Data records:
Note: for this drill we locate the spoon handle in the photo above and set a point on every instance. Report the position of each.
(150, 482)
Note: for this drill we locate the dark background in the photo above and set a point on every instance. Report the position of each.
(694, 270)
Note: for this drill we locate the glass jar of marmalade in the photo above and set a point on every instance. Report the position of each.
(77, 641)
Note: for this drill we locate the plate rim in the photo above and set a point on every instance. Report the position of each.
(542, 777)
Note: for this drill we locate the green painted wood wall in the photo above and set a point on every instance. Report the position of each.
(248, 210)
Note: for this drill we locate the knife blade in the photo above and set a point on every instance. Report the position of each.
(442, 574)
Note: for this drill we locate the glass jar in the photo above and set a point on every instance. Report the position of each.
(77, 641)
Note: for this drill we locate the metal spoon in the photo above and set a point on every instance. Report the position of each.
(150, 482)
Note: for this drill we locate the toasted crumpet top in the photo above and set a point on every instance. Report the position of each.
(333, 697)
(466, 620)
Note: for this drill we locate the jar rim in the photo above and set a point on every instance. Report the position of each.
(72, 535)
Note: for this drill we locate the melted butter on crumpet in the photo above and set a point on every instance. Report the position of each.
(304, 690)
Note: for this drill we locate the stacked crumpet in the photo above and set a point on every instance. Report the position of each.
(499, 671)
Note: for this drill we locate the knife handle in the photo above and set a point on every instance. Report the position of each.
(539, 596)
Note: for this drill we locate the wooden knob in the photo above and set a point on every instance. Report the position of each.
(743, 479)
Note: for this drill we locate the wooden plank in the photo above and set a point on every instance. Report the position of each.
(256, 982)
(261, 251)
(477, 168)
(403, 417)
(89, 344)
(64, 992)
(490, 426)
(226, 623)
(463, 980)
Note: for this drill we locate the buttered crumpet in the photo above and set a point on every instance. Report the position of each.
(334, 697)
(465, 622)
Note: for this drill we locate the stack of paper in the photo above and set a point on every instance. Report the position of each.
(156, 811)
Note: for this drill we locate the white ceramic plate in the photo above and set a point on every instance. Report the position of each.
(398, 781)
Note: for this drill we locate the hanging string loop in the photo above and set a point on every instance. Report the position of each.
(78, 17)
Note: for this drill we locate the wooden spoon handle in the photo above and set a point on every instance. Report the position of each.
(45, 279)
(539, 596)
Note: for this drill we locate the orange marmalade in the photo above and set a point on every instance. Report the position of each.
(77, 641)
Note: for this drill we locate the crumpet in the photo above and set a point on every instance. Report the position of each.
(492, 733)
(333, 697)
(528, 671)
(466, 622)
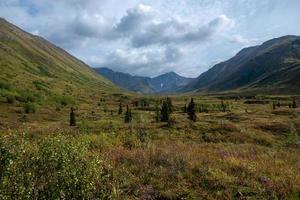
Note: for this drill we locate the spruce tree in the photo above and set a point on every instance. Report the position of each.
(278, 104)
(191, 110)
(120, 108)
(170, 105)
(165, 111)
(184, 108)
(128, 116)
(294, 103)
(72, 117)
(157, 113)
(274, 105)
(223, 106)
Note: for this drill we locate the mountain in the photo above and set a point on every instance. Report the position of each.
(127, 81)
(165, 83)
(273, 66)
(32, 63)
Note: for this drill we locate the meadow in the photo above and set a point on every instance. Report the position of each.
(249, 150)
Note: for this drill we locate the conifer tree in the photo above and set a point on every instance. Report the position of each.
(191, 110)
(72, 117)
(294, 103)
(157, 113)
(165, 111)
(274, 105)
(184, 108)
(170, 105)
(278, 104)
(223, 106)
(128, 116)
(120, 108)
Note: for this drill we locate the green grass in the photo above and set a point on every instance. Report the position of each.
(250, 151)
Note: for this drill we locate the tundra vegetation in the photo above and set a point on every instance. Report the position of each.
(176, 147)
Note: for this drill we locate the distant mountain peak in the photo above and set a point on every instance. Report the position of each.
(271, 66)
(165, 83)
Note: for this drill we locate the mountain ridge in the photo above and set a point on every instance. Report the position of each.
(264, 67)
(169, 82)
(26, 59)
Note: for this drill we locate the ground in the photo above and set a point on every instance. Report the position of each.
(250, 151)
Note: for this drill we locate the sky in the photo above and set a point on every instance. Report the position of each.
(152, 37)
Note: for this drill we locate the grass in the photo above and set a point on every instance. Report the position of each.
(248, 152)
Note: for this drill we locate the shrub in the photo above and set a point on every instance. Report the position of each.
(54, 168)
(10, 99)
(30, 108)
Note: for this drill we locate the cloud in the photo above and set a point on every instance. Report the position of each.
(156, 36)
(141, 62)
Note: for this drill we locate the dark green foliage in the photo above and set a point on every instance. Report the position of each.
(223, 106)
(144, 102)
(278, 104)
(157, 112)
(5, 86)
(11, 99)
(170, 105)
(120, 108)
(274, 105)
(184, 108)
(166, 110)
(128, 116)
(191, 110)
(72, 117)
(30, 107)
(40, 85)
(105, 108)
(66, 100)
(54, 168)
(294, 103)
(26, 97)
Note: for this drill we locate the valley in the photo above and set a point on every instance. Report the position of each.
(67, 132)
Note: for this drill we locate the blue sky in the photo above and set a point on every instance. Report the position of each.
(151, 37)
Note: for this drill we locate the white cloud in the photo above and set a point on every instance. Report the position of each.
(154, 36)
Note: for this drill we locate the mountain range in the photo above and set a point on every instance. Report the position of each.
(30, 62)
(273, 66)
(165, 83)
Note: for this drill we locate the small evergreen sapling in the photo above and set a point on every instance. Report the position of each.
(128, 116)
(294, 103)
(166, 110)
(120, 108)
(191, 110)
(72, 117)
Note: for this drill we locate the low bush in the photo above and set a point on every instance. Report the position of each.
(30, 108)
(56, 167)
(11, 99)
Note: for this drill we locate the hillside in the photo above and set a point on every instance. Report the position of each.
(165, 83)
(31, 62)
(273, 66)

WHAT IS BEING ASKED
Would you write out all of the records exactly, omitting the pictures?

WRITTEN ANSWER
Note: for this drill we locate the spoon handle in the photo above and set a point on every instance. Report the position of each.
(150, 482)
Note: for this drill we locate the dark background in the photo above and set a point on every instance. Report the position of each.
(694, 270)
Note: for this drill we locate the glass jar of marmalade in the photo above and set a point on every instance. Report the position of each.
(77, 641)
Note: for this drill we locate the plate rim in the photo above and set a point on every instance. Report the position of each.
(542, 777)
Note: for this drill we locate the green painted wood wall in the photo above and set a point on every instance. Report the position of each.
(248, 210)
Note: for this drill we locate the knife blade in the photo above and set a point on every instance. Report the position of each.
(442, 574)
Note: for this drill we locate the glass jar in the photo above and set a point on every instance. Report the position of each.
(77, 641)
Note: for this drill we locate the metal spoon in the photo above and set a point on every instance. Report the position of each.
(150, 482)
Note: for this drill we locate the toasted crumpet top in the photo above and set a point on every instance. Report the position of each.
(333, 697)
(466, 620)
Note: for this drill we locate the jar rim in the photo above and set a point on every instance. Report the position of each.
(72, 535)
Note: for this drill we locate the melted butter on crumpet in the photo above and set a point on every instance. Report the position of each.
(304, 690)
Note: for this drill we locate the stacked crumpet in the photo above and set a point on every instance. Report the position of each.
(499, 671)
Note: for this drill we locate the knife handle in the photo above and set a point on every instance. Report the position of each.
(539, 596)
Note: for this drill we locate the wooden knob in the photo above and set a point on every instance. Report the position of each.
(743, 479)
Note: for this drill we locate the wooden plank in the photo above and set a point on every instance. Report the position of each.
(256, 982)
(261, 251)
(477, 168)
(403, 417)
(89, 344)
(64, 992)
(490, 426)
(226, 623)
(463, 980)
Note: for this drill we locate the buttered crumpet in the photo above and set a point on every instance. Report the position of each.
(334, 697)
(465, 622)
Note: for this drill we locate the stack of paper in the photo above and set a point on every instance. Report the position of each.
(156, 811)
Note: for this drill we locate the white ceramic plate in the photo above and set a point on every instance. Report the position of each.
(398, 781)
Note: for this drill we locate the hanging string loop in the photo above and set a point on every instance. Report the position of each.
(78, 17)
Note: for this drill we locate the wooden spoon handle in the photo above and set a point on every instance. Report the position of each.
(45, 279)
(539, 596)
Note: for this drill we locate the orange marmalade in the photo above and set a point on every instance. Report the position of each.
(77, 641)
Note: for this drill we locate the crumpet in the photo above and set a point on every instance. Report the position of each.
(492, 733)
(333, 697)
(528, 671)
(466, 622)
Note: for this drill we locate the spruce tree in the photo above and set a point on every instance. Report the position of each.
(278, 104)
(191, 110)
(120, 108)
(170, 105)
(165, 111)
(184, 108)
(128, 116)
(294, 103)
(72, 117)
(157, 113)
(274, 105)
(223, 106)
Note: for this drill we locate the mountain in the photo above and set a point on every instance. Report the position of each.
(127, 81)
(165, 83)
(273, 66)
(32, 63)
Note: for this drill we locate the meadow in the photo above and set a point on every instance. Report the position of each.
(249, 150)
Note: for this drill we locate the conifer tree in the photo above and set a point on every instance. Report the position of each.
(191, 110)
(72, 117)
(294, 103)
(157, 113)
(165, 111)
(274, 105)
(184, 108)
(170, 105)
(278, 104)
(223, 106)
(128, 116)
(120, 108)
Note: for this drill we locate the green grass in the photo above and set a point on every instance. Report the position of each.
(250, 151)
Note: for this drill we locate the tundra vegetation in the photo above and set a point on every instance. Report the position of each.
(176, 147)
Note: for this drill we locate the distant mountain peak in the photo above and set a point on every instance. Report the position of each.
(271, 66)
(165, 83)
Note: for this drill we locate the mountain ridge in the photo above and set a point on every instance. Report the position of each.
(264, 67)
(169, 82)
(26, 59)
Note: for this drill we locate the ground in the photo above and set a point on every instance. Report the position of each.
(250, 151)
Note: for this drill we locate the sky in the photo above and set a point on every instance. Report the position of each.
(152, 37)
Note: for this drill we locate the grass in the photo above and set a point on every instance. Report the position of each.
(248, 152)
Note: for this drill we locate the shrub in the photo above and set a point on every instance. Report the position of each.
(54, 168)
(10, 99)
(30, 108)
Note: for this drill we locate the cloud in the photo above and set a point on every instance. Report the position of each.
(156, 36)
(141, 62)
Note: for this drill we locate the dark green foliage in the photo above and set a point on every instance. Report the position of each.
(223, 106)
(144, 102)
(278, 104)
(157, 112)
(5, 86)
(11, 99)
(170, 105)
(120, 108)
(274, 105)
(184, 108)
(166, 110)
(128, 116)
(191, 110)
(72, 117)
(30, 107)
(40, 85)
(105, 108)
(66, 100)
(54, 168)
(294, 103)
(26, 97)
Note: for this drill we locate the valley in the photo above and set a point on every instance. Report the position of each.
(67, 132)
Note: for this drill we locate the blue sky in the photo above and set a point on every instance. Report the position of each.
(151, 37)
Note: for this drill we locate the white cloud in the photo above and set a point on every instance. Report the position of each.
(154, 36)
Note: for this drill we locate the mountain range in the photo above and set a point on every instance. Report the position of each.
(30, 62)
(273, 66)
(165, 83)
Note: for this drill we locate the small evergreen sapling in the photo above and set a point on every instance. Report the position of each.
(128, 116)
(294, 103)
(166, 110)
(120, 108)
(191, 110)
(72, 117)
Note: for this drill we locate the low bush in the photo above and set a point on every instance. Report the position of each.
(30, 108)
(56, 167)
(11, 99)
Note: for this drill we locate the hillside in the photo above and set a point on every instance. Report the position of each.
(165, 83)
(31, 62)
(273, 66)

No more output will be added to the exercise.